EXERCISE GOAL — Write out, exactly as they appear, only the lines running from the line with "Request: Identify every aircraft" to the final line of the listing; include both.

MATERIAL PROVIDED —
###

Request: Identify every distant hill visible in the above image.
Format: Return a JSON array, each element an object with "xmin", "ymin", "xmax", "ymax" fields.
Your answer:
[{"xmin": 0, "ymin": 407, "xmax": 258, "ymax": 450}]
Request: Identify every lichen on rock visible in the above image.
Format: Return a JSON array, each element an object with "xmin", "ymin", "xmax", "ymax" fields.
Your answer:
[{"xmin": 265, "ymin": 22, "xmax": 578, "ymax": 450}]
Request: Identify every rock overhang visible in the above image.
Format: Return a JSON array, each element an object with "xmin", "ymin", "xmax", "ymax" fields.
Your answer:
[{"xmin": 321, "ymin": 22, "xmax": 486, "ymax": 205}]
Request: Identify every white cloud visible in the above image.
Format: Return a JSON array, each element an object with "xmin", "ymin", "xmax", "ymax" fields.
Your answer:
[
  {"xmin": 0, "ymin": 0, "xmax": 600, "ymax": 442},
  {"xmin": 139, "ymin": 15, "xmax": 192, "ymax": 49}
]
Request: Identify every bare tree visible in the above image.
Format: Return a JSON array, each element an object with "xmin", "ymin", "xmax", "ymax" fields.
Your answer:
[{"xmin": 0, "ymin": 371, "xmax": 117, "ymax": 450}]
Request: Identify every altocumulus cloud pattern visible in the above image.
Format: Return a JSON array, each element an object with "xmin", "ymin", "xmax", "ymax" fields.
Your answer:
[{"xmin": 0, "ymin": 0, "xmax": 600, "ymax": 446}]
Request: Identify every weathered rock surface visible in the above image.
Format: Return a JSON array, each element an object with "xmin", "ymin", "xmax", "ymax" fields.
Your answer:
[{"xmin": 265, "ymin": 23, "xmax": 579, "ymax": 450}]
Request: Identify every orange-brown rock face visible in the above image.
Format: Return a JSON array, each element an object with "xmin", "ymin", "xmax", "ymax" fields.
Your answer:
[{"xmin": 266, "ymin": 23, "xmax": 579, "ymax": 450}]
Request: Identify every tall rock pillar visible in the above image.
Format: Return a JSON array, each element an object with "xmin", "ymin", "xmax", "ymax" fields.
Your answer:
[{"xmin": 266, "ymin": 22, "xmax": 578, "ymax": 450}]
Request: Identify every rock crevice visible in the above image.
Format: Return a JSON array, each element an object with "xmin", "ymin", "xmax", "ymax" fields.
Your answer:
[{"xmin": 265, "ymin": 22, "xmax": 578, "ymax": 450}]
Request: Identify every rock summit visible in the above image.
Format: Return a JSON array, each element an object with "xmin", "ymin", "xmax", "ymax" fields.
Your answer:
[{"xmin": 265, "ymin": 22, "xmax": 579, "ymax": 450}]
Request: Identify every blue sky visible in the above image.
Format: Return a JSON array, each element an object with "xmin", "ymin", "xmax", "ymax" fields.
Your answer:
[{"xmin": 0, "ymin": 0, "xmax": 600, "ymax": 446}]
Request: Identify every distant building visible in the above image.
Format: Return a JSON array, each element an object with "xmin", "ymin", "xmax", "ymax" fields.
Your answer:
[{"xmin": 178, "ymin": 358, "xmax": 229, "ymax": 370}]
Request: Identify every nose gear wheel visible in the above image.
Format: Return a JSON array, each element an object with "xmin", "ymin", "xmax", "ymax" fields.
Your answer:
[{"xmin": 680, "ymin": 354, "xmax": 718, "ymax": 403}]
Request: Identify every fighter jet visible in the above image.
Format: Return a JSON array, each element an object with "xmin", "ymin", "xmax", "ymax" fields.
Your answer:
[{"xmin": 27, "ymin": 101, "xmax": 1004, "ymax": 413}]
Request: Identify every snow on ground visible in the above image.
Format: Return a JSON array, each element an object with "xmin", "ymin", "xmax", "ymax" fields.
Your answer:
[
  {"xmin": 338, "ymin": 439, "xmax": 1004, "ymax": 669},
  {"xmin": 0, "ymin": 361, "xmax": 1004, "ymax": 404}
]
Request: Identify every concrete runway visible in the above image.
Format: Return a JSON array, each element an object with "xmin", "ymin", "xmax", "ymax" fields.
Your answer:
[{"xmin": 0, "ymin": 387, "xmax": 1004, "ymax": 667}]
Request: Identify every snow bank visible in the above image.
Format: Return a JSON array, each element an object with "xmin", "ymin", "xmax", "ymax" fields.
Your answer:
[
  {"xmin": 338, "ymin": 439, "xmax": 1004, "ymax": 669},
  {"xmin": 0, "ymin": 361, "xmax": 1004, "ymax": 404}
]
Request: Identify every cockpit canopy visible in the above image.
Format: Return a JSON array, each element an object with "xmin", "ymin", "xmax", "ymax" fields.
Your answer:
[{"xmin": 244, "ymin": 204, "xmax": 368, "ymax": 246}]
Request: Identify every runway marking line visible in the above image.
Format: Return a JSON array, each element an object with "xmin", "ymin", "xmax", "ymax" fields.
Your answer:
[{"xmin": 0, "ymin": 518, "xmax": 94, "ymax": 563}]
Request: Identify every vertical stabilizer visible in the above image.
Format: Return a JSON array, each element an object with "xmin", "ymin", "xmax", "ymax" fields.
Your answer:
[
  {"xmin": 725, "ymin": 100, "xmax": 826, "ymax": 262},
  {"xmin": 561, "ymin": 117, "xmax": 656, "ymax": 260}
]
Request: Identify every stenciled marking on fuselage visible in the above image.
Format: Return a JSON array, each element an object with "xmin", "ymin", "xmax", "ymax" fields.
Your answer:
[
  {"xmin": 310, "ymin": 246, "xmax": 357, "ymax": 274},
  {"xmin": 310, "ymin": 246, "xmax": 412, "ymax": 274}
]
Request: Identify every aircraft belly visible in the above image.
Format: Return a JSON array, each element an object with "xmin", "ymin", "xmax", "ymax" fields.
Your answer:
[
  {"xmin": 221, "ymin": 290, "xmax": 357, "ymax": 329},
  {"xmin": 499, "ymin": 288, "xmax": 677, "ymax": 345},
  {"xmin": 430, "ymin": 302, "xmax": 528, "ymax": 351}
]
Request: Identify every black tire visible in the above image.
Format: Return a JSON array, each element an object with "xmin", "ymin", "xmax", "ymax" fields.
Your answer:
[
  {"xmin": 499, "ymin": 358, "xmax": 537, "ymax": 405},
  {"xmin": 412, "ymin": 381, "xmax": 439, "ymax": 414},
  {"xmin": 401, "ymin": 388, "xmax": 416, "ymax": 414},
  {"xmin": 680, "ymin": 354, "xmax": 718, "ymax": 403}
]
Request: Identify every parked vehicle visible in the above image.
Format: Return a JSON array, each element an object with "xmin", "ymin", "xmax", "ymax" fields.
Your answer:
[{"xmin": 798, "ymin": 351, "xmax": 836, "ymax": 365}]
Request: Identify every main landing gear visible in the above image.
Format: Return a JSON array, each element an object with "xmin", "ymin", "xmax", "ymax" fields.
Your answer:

###

THE OUTPUT —
Request: Identify every aircraft belly visible in the above image.
Format: Return a JSON array, each element an object with "xmin", "ymin", "xmax", "ymax" fields.
Your answer:
[
  {"xmin": 221, "ymin": 290, "xmax": 357, "ymax": 329},
  {"xmin": 499, "ymin": 288, "xmax": 677, "ymax": 345},
  {"xmin": 430, "ymin": 302, "xmax": 528, "ymax": 351}
]
Request: Identify every black tire visible in the above image.
Format: Return a JSON array, each element an object with "xmin", "ymin", "xmax", "ymax" fields.
Your answer:
[
  {"xmin": 499, "ymin": 358, "xmax": 537, "ymax": 405},
  {"xmin": 412, "ymin": 381, "xmax": 439, "ymax": 414},
  {"xmin": 401, "ymin": 388, "xmax": 416, "ymax": 414},
  {"xmin": 680, "ymin": 354, "xmax": 718, "ymax": 403}
]
Request: Identify every parked vehicle visible in the above image.
Format: Return a JSON array, each element an object with "xmin", "ymin", "xmax", "ymax" fields.
Your answer:
[{"xmin": 798, "ymin": 351, "xmax": 836, "ymax": 365}]
Request: Identify every main landing gear visible in the above image.
Format: Return a JSON array, each element an object with "xmin", "ymin", "xmax", "ymax" fields.
Your answer:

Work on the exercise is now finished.